PROBLEM:
From the items below, copy every line that contains the word "positive", matching case exactly.

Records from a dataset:

- - -

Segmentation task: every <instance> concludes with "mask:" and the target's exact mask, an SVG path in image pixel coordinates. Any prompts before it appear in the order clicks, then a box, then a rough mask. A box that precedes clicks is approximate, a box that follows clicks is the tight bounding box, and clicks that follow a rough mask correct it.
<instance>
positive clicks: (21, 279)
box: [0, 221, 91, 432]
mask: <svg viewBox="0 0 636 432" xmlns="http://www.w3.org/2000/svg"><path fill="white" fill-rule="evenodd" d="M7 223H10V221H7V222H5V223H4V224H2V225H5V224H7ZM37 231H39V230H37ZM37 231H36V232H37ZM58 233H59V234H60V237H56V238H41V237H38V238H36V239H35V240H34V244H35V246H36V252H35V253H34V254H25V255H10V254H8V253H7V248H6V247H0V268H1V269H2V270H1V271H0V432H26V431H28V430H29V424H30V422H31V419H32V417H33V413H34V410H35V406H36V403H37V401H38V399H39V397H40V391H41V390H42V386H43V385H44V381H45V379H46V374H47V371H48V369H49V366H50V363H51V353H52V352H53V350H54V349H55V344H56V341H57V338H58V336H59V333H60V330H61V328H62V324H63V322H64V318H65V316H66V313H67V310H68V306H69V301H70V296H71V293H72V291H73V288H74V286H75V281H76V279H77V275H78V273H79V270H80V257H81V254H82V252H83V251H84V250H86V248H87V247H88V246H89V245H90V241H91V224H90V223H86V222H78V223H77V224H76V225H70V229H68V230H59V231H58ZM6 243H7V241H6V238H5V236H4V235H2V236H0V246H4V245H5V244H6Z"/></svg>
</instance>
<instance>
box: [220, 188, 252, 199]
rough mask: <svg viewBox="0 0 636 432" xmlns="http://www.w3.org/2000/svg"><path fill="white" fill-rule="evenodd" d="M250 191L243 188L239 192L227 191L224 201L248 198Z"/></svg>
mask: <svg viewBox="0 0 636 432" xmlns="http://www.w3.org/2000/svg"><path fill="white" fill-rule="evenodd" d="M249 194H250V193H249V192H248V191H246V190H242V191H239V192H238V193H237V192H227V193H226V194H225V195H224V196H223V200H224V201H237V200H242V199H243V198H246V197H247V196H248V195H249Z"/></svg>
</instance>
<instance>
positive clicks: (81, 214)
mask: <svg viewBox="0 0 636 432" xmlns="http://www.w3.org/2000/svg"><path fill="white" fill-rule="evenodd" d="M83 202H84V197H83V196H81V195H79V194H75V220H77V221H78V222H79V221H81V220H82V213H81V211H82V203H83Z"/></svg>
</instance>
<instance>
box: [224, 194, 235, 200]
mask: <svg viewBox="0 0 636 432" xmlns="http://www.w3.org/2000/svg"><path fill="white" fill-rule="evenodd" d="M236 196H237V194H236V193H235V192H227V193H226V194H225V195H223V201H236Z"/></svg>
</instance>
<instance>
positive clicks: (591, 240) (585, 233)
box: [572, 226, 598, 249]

- - -

ANSWER TO THE EXERCISE:
positive clicks: (21, 279)
positive clicks: (81, 214)
positive clicks: (591, 240) (585, 233)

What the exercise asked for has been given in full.